### ARTICLE
_ _ _ _
Since the story is told entirely by Gwenni, we see everything from her naïve and imaginative point of view and,just as she does, have to guess at what the grown-ups aren’t telling. The reader, of course, knows a lot more about the dark sides of life, we are much more suspicious and untrusting. But Strachan does a masterful job of allowing us to experience the world as innocently as Gwenni does.
This is a story about a time and a girl on the brink of change and Strachan tells it with a fey sort of charm as well as a sense of foreboding. She brings the period alive with light use of detail, such as descriptions of the terrible food Gwenni is forced to eat, the faggots, the gravy covered in rippling skin, the gristly lamb and pellets of mince that look like rabbit droppings.
Then there’s the all-pervading influence of Chapel, the small-town gossip and petty hatreds, the shifting friendships and the stigma of mental illness. And the secrets, of course, that every family has as Gwenni’s grandmother tells her. “Big secrets, small secrets, silly secrets, bad things we want to hide”.
There’s a lot going on in this novel but it’s a complicated story simply told. Strachan manages to convey a real sense of a small Welsh community without clogging the story with endless idiom, or even more daunting, Welsh language. Although it deals with the dark themes of depression and madness, The Earth Hums in B Flat is often comic largely thanks to Gwenni’s offbeat interpretation of all that goes on around her. This is a memorable read.
(New Zealand, Herald on Sunday, April 2009. Also on Beattie's Blog)


In The Australian, bookseller and writer Jennifer Levasseur's review said:
We like to think of children as lumps of clay, primed to mould. Or as vessels, waiting to be filled with the stuff of books, as essayist Anne Fadiman writes in Rereadings. She prefers to imagine books as the containers into which children pour themselves, "changing their shape to fit each vessel".
This image seems an apt one to hold in mind while exploring Mari Strachan's impressive debut novel, The Earth Hums in B Flat.
Gwenni Morgan, the unsophisticated but imaginative child narrator, finds herself at odds with the world and her small 1950s Welsh village, and she's considered odd. She can fly in her sleep, she tries to befriend (and educate) the local policeman by giving him detective stories and she sees the toby jugs straining to listen to family secrets. She's 13 ("12 1/2", she corrects her mother, clutching every last moment of her childhood) and in limbo, trusting books to explain the universe and the people with whom she's forced to share it.
When the deacon, Ifan Evans, goes missing, Gwenni knows she has to become involved. The policeman's more interested in his garden and the townspeople only whisper about Evans's roving eye and rumoured violence. But if he doesn't turn up, who will provide for Mrs Evans and the two little girls? Gwenni already imagines them starving or dying, like Beth in Little Women.
While she's no Harriet the Spy, Gwenni knocks on doors, thrusting a photo of Ifan Evans she "borrowed" from the family's home, Brwyn Coch. She doesn't realise that she knows more about the case than almost anyone else: she arrived at Brwyn Coch that morning to care for the children, only to find shattered dishes and the girls explaining that their father had the black dog.
_ _ _ _
### RECORDS SUPPLIED

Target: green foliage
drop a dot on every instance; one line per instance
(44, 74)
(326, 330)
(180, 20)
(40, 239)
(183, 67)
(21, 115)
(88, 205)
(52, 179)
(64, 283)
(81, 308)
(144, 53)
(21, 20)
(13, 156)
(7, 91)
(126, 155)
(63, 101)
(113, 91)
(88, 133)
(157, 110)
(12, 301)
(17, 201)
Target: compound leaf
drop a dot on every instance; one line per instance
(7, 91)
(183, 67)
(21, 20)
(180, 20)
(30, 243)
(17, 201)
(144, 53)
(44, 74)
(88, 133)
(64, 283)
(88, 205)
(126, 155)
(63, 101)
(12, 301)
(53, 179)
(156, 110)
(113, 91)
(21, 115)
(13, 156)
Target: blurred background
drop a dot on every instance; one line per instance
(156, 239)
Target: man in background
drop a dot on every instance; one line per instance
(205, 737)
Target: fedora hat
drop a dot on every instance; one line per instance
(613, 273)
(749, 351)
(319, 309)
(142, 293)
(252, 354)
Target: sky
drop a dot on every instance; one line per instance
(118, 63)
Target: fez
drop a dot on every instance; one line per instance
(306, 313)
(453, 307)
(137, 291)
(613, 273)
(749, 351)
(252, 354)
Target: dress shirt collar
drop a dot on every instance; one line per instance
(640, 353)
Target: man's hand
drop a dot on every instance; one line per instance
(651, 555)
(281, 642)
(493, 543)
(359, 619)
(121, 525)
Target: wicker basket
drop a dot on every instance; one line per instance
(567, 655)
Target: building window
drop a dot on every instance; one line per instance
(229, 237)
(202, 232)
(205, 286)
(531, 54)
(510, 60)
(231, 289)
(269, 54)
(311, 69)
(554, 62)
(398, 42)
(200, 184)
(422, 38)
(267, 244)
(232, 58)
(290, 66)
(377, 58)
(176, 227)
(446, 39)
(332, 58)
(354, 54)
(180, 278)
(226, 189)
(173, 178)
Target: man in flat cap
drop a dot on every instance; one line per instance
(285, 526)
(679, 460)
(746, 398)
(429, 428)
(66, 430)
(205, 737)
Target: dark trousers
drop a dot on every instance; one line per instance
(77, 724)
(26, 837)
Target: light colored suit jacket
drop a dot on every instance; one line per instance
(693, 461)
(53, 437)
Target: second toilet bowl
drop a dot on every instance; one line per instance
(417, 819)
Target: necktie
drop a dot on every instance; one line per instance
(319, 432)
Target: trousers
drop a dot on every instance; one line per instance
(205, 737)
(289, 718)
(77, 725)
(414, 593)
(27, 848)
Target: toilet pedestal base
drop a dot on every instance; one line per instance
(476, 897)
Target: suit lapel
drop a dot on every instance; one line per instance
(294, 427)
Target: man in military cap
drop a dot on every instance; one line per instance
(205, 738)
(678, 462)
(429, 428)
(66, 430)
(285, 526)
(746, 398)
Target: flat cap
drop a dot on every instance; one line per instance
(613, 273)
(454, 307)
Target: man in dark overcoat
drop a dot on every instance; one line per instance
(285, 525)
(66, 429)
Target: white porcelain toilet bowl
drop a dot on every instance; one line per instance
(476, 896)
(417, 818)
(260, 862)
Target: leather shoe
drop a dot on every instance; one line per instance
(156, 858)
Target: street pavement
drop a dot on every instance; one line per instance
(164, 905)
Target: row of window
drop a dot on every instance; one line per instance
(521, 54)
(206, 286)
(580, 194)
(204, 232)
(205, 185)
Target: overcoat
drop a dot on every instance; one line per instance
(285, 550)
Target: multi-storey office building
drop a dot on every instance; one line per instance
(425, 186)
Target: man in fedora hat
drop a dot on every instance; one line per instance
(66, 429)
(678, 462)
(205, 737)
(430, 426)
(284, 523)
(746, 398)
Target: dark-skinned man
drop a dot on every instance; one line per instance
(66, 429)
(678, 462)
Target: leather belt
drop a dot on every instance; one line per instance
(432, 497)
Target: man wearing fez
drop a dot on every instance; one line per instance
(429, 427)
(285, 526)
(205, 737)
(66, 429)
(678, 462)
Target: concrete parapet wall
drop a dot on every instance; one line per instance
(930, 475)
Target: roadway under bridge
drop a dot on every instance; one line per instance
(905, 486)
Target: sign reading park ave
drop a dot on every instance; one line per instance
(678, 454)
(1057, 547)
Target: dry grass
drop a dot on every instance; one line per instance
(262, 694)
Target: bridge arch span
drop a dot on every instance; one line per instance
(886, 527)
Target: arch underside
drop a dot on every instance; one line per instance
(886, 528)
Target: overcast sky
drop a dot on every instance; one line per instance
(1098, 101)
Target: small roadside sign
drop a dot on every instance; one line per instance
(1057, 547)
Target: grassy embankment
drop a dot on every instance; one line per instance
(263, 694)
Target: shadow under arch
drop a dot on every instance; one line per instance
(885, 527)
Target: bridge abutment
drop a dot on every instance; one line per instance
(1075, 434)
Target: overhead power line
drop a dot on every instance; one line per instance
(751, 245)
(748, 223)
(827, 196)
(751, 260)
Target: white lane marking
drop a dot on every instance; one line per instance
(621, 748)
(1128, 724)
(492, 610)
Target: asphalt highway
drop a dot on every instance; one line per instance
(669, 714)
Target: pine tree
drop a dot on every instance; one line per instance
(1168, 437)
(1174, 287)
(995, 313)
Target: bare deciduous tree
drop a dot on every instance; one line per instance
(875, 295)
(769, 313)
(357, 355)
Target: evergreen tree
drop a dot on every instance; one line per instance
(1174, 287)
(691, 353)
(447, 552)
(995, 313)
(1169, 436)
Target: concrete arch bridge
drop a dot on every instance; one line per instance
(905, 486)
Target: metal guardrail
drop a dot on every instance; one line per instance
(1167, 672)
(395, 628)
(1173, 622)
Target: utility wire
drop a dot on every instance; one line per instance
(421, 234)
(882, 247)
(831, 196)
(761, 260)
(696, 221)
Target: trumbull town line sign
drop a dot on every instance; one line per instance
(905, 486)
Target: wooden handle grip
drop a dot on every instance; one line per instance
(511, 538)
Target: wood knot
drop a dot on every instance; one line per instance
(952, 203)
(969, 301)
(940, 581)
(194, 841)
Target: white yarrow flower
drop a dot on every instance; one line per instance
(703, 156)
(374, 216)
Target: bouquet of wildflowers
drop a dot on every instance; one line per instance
_ _ _ _
Repeat the part of the book reviews that begins at the words "This image seems" and ends after "to share it.", word for word. Rely only on the book reviews, not on the entries.

### RESULT
This image seems an apt one to hold in mind while exploring Mari Strachan's impressive debut novel, The Earth Hums in B Flat.
Gwenni Morgan, the unsophisticated but imaginative child narrator, finds herself at odds with the world and her small 1950s Welsh village, and she's considered odd. She can fly in her sleep, she tries to befriend (and educate) the local policeman by giving him detective stories and she sees the toby jugs straining to listen to family secrets. She's 13 ("12 1/2", she corrects her mother, clutching every last moment of her childhood) and in limbo, trusting books to explain the universe and the people with whom she's forced to share it.